27/28 Tazria-Metzora: Day 2 (Monday) | The Center is Where Jews Thrive



26 Nisan 5786 AM | 1 AVE. 

Blessed are You, LORD our God, King of the Universe, who has sanctified us by Your Spirit and invited the nations to share in the richness of Your Word. We thank You for the people and state of Israel, including the Messiah, our First Fruits, through whom the harvest of life has begun.

Today is the ninth day of the Omer according to the minority Sadducean count, which is 1 week and 2 days.

May the Spirit of Truth prepare my heart for the revelation of the 50th day.

6:44 AM EDT in Albany. 

Jonathan writes:

The reading for this morning is Leviticus 13:24-13:39.

This is the link to the Daily Chumash with Rashi at Chabad.

The Daily Wisdom from the Lubavitcher Rebbe is titled "Pride and Arrogance." 

The teaching of the Lubavitcher Rebbe makes me think of the cancerous lesion I recently had removed from my nose, and how it appeared not too long after I was discharged from the psychiatric hospital back in early 2020. It's hard for me to say in retrospect that the sins of pride and arrogance, as well as evil speech, weren't part of my psychiatric diagnosis. I don't want to suggest that people with skin cancer, or any type of physical illness, should go see a Kohen to determine if they have a spiritual disease. But maybe, if I accept that the physical and the mental are deeply intertwined, there is nevertheless a spiritual aspect to some or most physical illnesses. It "just so happens" that I am scheduled to have my nose looked at again today. How do I know that the convergence of this appointment with today's Torah reading, and the Rebbe's wisdom, isn't a sign from Hashem that I am healing from a sin of extreme pride and arrogance?

[Referring-expression pointing data]

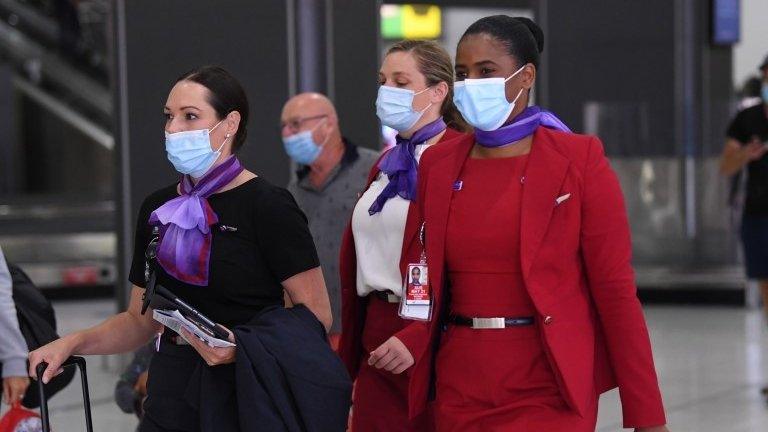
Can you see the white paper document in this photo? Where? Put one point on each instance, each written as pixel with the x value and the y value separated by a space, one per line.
pixel 174 320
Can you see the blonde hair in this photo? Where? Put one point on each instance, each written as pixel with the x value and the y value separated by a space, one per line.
pixel 436 66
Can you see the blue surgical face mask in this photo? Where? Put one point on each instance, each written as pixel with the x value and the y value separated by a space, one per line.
pixel 190 152
pixel 483 102
pixel 394 106
pixel 302 148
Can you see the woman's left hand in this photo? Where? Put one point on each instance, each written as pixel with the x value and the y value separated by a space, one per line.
pixel 213 356
pixel 653 429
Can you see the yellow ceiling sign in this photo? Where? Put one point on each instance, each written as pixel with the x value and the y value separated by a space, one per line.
pixel 411 22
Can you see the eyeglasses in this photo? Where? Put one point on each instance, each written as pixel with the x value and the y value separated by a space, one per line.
pixel 294 125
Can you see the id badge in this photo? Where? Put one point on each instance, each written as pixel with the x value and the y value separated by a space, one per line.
pixel 416 301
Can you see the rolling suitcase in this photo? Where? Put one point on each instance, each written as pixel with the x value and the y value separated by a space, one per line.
pixel 71 362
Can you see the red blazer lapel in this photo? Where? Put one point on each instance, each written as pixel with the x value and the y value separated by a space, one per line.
pixel 544 176
pixel 413 222
pixel 441 179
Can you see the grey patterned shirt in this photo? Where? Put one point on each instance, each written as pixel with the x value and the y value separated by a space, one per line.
pixel 328 210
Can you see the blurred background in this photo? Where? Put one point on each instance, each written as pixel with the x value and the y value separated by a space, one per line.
pixel 83 83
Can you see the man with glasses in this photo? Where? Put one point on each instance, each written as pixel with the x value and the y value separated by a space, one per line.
pixel 331 172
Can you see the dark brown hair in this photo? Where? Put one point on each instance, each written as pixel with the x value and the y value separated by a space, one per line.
pixel 226 95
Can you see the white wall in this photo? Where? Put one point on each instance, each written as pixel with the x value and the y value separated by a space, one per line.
pixel 753 47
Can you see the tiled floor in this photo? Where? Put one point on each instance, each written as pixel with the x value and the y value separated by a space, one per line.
pixel 711 362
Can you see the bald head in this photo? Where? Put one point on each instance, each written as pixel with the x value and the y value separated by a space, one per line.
pixel 308 105
pixel 312 112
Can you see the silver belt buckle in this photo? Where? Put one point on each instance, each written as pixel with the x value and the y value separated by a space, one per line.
pixel 488 323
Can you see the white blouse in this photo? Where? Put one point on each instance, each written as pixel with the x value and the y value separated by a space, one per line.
pixel 379 238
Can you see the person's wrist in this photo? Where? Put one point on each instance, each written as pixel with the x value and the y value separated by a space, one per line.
pixel 75 342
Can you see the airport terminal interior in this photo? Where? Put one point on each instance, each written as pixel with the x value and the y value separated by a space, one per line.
pixel 82 89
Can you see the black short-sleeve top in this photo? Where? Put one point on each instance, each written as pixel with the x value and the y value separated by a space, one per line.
pixel 752 123
pixel 261 239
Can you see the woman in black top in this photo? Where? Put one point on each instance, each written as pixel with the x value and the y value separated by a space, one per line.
pixel 746 146
pixel 254 240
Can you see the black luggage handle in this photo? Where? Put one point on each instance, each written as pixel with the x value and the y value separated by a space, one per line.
pixel 72 361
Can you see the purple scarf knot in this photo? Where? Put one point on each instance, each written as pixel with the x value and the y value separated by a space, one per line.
pixel 401 167
pixel 523 125
pixel 185 235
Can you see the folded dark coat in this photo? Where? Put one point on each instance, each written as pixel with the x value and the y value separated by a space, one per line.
pixel 287 378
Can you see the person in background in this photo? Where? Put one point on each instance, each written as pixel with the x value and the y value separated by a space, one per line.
pixel 415 98
pixel 331 172
pixel 746 147
pixel 13 348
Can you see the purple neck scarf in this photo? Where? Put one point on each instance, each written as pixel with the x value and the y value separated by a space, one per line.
pixel 185 235
pixel 523 125
pixel 401 167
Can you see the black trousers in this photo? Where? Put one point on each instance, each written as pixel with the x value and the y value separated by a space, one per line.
pixel 170 392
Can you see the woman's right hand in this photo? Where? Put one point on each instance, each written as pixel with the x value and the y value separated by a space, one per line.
pixel 54 353
pixel 392 356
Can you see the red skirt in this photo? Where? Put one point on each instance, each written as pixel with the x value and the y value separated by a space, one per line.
pixel 380 400
pixel 500 380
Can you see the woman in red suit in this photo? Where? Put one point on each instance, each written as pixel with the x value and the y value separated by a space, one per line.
pixel 415 98
pixel 528 248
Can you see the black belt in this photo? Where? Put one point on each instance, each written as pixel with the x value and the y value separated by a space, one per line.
pixel 490 323
pixel 387 296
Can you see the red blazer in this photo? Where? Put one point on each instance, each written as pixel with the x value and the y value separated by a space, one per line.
pixel 576 262
pixel 353 307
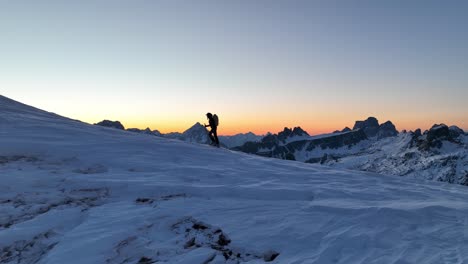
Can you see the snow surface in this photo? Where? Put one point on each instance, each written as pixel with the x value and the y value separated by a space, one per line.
pixel 76 193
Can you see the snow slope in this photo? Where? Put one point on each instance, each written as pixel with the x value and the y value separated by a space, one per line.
pixel 76 193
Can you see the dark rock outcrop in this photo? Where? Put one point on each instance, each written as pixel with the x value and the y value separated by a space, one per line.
pixel 432 138
pixel 387 129
pixel 455 131
pixel 113 124
pixel 346 129
pixel 370 126
pixel 145 131
pixel 287 132
pixel 270 145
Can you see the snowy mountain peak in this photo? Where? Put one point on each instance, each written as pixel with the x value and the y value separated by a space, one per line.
pixel 371 127
pixel 112 124
pixel 197 133
pixel 77 193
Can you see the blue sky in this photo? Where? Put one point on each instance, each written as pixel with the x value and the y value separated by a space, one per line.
pixel 262 65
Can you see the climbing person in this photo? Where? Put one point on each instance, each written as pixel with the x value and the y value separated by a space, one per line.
pixel 213 124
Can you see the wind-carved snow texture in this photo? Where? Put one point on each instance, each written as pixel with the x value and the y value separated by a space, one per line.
pixel 76 193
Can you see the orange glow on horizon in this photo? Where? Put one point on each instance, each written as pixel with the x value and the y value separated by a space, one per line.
pixel 275 126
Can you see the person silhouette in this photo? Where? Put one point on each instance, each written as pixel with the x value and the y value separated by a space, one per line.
pixel 213 134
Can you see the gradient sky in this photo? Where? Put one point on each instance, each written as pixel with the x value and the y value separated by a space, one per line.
pixel 260 65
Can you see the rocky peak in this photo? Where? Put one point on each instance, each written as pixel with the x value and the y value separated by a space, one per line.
pixel 113 124
pixel 287 133
pixel 370 126
pixel 387 129
pixel 456 131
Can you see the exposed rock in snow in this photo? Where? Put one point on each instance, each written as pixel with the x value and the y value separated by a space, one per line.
pixel 147 131
pixel 387 129
pixel 370 126
pixel 154 200
pixel 112 124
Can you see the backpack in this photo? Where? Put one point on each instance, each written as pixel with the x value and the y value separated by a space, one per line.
pixel 215 117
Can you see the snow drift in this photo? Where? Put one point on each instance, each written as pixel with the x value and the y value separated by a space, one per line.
pixel 76 193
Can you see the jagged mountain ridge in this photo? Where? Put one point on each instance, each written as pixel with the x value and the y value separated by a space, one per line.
pixel 439 154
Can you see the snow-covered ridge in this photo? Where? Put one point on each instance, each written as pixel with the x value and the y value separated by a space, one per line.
pixel 76 193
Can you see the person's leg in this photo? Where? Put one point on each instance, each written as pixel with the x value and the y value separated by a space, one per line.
pixel 210 134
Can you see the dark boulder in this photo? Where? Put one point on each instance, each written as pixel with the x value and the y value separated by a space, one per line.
pixel 456 131
pixel 346 129
pixel 370 126
pixel 438 132
pixel 387 129
pixel 113 124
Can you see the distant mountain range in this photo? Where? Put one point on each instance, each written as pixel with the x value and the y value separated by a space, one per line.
pixel 440 153
pixel 196 134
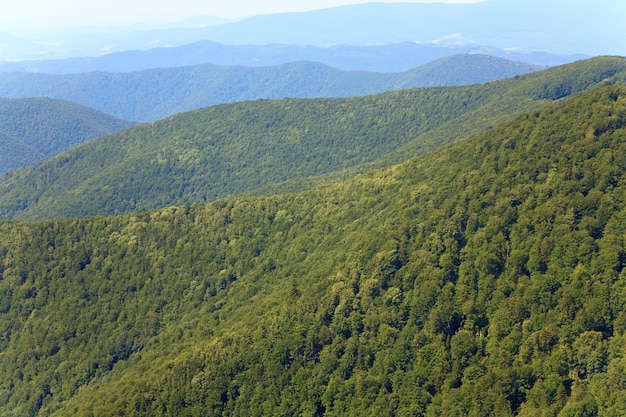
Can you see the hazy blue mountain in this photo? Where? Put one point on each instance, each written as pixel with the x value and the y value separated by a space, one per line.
pixel 34 129
pixel 157 93
pixel 379 58
pixel 269 146
pixel 591 27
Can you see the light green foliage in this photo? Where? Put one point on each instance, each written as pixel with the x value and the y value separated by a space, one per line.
pixel 289 145
pixel 486 278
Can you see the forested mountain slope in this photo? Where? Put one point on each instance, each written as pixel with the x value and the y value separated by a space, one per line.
pixel 157 93
pixel 485 278
pixel 239 148
pixel 34 129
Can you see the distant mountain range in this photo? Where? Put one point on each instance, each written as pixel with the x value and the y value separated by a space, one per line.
pixel 34 129
pixel 263 145
pixel 157 93
pixel 586 27
pixel 377 58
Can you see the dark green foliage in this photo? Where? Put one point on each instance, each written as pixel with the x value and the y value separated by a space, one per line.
pixel 483 279
pixel 157 93
pixel 263 146
pixel 34 129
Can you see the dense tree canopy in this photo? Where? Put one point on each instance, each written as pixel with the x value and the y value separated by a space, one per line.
pixel 263 146
pixel 485 278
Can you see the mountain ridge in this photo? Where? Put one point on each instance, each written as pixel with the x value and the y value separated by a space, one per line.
pixel 485 278
pixel 157 93
pixel 33 129
pixel 376 58
pixel 237 148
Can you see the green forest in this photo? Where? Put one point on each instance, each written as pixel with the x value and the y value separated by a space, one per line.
pixel 267 146
pixel 482 278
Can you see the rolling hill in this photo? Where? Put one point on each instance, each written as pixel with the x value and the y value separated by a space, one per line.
pixel 155 94
pixel 485 278
pixel 375 58
pixel 588 27
pixel 264 146
pixel 33 129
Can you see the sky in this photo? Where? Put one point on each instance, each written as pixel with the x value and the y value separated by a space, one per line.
pixel 35 15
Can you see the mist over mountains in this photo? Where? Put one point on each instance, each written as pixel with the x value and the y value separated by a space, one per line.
pixel 557 27
pixel 442 240
pixel 153 94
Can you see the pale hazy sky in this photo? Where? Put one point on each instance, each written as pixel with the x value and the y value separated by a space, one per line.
pixel 16 15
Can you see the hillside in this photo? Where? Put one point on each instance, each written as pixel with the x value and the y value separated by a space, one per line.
pixel 34 129
pixel 264 146
pixel 157 93
pixel 398 57
pixel 486 278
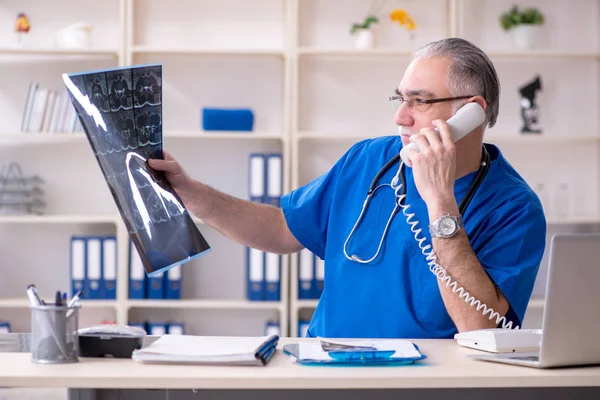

§ The task:
Write the next part of the Tazria-Metzora daily devotional, picking up right after its final sentence.

§ Answer box:
I don't know, and I cannot draw a conclusion one way or the other, at least not if I accept the principles laid out for me by Gemini with respect to the Mishnah (Negaim 2:5), according to which a Kohen cannot diagnose himself as a metzora.

But I don't want to suggest that I am at epistemological ground zero, either - that now, after my psychiatric treatment and my skin surgery, I am sinless with respect to pride and arrogance. Which is a bit scary. Will my skin cancer come back if I don't fully purge my pride and arrogance? That doesn't sound scientifically accurate, but in terms of moral accuracy, if I don't correct a character fault, it will tend to produce a negative outcome for myself and others that I will eventually need to face.

Aquinas is helpful here. I need to be wary of Pusillanimity and Simulata Humilitas, not just the straightforward manifestations of Superbia.